= TASK PROMPT =
All of the records need to be retyped exactly, with no line dropped.

(Stored data)
══════════
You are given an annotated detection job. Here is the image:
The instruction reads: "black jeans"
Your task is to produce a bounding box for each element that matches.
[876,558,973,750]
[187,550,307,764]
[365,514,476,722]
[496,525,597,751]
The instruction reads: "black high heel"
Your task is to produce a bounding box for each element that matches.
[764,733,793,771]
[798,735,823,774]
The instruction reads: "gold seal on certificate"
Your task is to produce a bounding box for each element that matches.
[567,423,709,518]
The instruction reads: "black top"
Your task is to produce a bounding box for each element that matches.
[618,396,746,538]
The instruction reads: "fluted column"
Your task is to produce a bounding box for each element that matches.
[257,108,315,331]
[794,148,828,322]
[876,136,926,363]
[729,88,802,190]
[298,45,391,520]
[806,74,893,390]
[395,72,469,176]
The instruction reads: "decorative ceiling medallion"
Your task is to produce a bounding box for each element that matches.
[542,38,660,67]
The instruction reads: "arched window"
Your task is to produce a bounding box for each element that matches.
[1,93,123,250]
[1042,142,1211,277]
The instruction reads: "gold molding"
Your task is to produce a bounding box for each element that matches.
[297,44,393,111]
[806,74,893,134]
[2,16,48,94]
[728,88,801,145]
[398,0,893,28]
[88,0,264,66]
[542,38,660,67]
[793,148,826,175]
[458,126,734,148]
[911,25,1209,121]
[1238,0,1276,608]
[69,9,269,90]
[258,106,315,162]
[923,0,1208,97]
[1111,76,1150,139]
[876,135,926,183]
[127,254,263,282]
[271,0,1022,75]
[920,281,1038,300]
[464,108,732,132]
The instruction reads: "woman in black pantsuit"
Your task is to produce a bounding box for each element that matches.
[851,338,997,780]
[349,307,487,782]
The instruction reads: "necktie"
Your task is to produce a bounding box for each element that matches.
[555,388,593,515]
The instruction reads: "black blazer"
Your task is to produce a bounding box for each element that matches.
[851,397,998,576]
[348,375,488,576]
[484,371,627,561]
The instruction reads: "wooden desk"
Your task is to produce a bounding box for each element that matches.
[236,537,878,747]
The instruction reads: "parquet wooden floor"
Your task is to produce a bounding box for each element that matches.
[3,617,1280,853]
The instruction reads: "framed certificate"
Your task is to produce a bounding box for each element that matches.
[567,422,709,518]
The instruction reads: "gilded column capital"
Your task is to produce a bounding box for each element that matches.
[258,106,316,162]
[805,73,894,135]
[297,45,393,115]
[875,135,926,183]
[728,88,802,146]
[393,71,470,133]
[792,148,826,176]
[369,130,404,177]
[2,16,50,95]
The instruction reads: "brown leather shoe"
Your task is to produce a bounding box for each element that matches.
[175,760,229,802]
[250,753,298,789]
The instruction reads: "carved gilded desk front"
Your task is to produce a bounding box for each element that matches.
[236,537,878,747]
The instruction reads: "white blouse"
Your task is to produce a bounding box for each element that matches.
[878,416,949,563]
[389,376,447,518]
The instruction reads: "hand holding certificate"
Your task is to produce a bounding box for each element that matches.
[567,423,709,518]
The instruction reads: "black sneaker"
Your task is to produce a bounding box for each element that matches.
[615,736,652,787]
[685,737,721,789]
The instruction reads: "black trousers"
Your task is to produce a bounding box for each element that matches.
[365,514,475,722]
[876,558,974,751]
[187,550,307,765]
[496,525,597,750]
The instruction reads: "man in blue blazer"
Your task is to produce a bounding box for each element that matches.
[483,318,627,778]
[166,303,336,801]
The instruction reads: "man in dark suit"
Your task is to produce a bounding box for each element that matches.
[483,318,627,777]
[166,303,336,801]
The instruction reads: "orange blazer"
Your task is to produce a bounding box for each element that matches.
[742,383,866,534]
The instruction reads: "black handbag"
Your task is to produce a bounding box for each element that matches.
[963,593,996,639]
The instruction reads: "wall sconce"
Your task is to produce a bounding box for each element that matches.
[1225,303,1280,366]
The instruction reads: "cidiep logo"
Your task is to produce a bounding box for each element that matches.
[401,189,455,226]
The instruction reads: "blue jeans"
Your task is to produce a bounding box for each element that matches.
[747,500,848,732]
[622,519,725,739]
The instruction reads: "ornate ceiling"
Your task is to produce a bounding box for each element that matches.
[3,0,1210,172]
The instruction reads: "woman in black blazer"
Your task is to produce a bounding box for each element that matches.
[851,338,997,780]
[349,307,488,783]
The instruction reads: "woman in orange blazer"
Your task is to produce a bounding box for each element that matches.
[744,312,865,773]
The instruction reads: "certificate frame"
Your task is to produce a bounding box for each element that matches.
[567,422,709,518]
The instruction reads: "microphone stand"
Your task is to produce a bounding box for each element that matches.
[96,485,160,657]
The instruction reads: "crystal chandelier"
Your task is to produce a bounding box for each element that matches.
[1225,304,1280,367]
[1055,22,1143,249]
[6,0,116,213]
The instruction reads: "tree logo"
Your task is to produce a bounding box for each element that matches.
══════════
= ANSWER SECTION =
You are given an annotated detection job. Here is the image:
The instruction reads: "black jeans"
Your task is to produce a bounding box for each element that matches.
[876,558,973,750]
[187,550,307,764]
[365,514,476,722]
[496,525,597,751]
The instruction reads: "black high heel"
Your task is to produce a bounding box for each element that matches.
[764,733,793,771]
[798,735,823,774]
The instruction reads: "gold seal on certificate"
Your task is to produce a bounding box for each element that matches.
[567,423,709,518]
The instruction reads: "black top"
Your task is to produce a bounding box for each element that matches.
[618,396,746,538]
The instruction reads: "fluted column"
Your task is to produce a bounding box for each element that matches.
[257,108,315,331]
[794,148,828,322]
[876,136,926,363]
[729,88,802,190]
[298,45,391,520]
[806,74,893,390]
[395,72,469,176]
The instruction reads: "decorative ceiling medallion"
Your task is to produce a bounding box for each element that matches.
[542,38,660,67]
The instruction reads: "arched window"
Your task is to produce a bounding box for each element that matches.
[1,93,123,250]
[1042,142,1211,277]
The instruction reads: "gold molding"
Your task is to produce a bounding box for each element that matches.
[297,44,393,111]
[806,74,893,134]
[2,16,48,94]
[728,88,801,145]
[398,0,893,28]
[88,0,264,66]
[542,38,660,67]
[793,148,826,175]
[458,126,734,148]
[911,25,1209,121]
[1238,0,1276,608]
[69,9,269,90]
[258,106,315,162]
[923,0,1208,97]
[1111,76,1150,139]
[876,135,926,183]
[127,254,263,282]
[271,0,1022,75]
[920,281,1038,300]
[464,108,732,132]
The instruction reads: "woman in black pantsuit"
Your task is to produce a bounding box for each element that matches.
[851,338,997,780]
[349,307,487,782]
The instruction reads: "necktie"
Your task is to produce a bounding box for each element that matches.
[555,388,593,515]
The instruction reads: "black blazer"
Your task is to produce a bounding box for each element that matches.
[851,397,998,576]
[348,375,488,576]
[484,371,627,561]
The instruction reads: "wooden desk"
Your task is to produce a bounding box for each element that matches.
[236,537,878,747]
The instruction reads: "parquet wooden floor"
Your task is to produce a bounding box for each element that matches.
[3,617,1280,853]
The instruction reads: "framed certificate"
Your task is to produce a bounding box for each element that matches.
[567,422,709,518]
The instruction reads: "gilded column capital"
Your task is to produce a bounding box for each element that matches.
[258,106,316,162]
[805,73,894,135]
[297,45,393,115]
[875,135,926,183]
[728,88,802,146]
[393,71,470,133]
[792,148,826,176]
[369,130,404,177]
[2,16,50,95]
The instruction reads: "brown leather shoe"
Your task is to produce a bounding box for each element that matches.
[175,760,229,802]
[250,753,298,789]
The instruction reads: "carved gilded desk front"
Your task is to produce a bounding box for each element that matches.
[236,537,878,747]
The instruction reads: "white blouse"
Your task is to produce a bounding box for each element that matches.
[878,416,949,563]
[389,376,447,518]
The instruction reads: "hand holding certificate"
Your task is to produce a bounding box for each element that matches.
[567,423,709,518]
The instruction reads: "black sneaker"
Your task is to produce a bounding box for each element that matches.
[615,736,652,787]
[685,737,721,789]
The instruction reads: "black trousers"
Your task is to produce a bounding box for each element that matches.
[365,514,475,722]
[876,558,974,751]
[187,550,307,765]
[496,525,597,750]
The instruction reads: "man in blue blazer"
Your task is to produce a bounding box for each element that matches.
[483,318,627,778]
[166,303,336,801]
The instruction reads: "man in dark suit"
Your task is to produce a bounding box for each element that matches.
[483,318,627,777]
[166,303,336,801]
The instruction reads: "orange blazer"
Your task is to produce a bounding box for each element that matches.
[742,383,866,534]
The instruction reads: "black handbag"
Your task is to produce a bounding box for each element that matches.
[963,593,996,639]
The instruction reads: "wall sconce"
Your task is to produce a bounding box for each element that matches.
[1225,303,1280,366]
The instruction reads: "cidiep logo"
Your task is to produce a bounding box for each element that matches.
[401,189,455,226]
The instruction reads: "blue jeans"
Your task is to produce a bounding box for each element that matches.
[747,500,848,732]
[622,519,725,739]
The instruction reads: "ornate ceiling"
Your task is to produce a bounding box for each element that matches.
[3,0,1210,172]
The instruction reads: "woman in black blazer"
Your task is to produce a bounding box for each element that matches.
[851,338,997,780]
[349,307,488,783]
The instruction reads: "woman in orange blazer"
Your task is to produce a bounding box for each element that matches.
[744,312,865,773]
The instruction reads: "certificate frame"
Your task is to produce a bounding box for each element that matches.
[567,422,709,518]
The instruction reads: "microphone stand"
Your task is to produce a bounding box for each element that matches.
[96,485,160,657]
The instruction reads: "crystal chandelier"
Your task is to produce a bounding box for each element that matches.
[1225,304,1280,367]
[1055,22,1143,249]
[6,0,116,213]
The instruction reads: "tree logo"
Your task is to produce a bounding box for each element that matches.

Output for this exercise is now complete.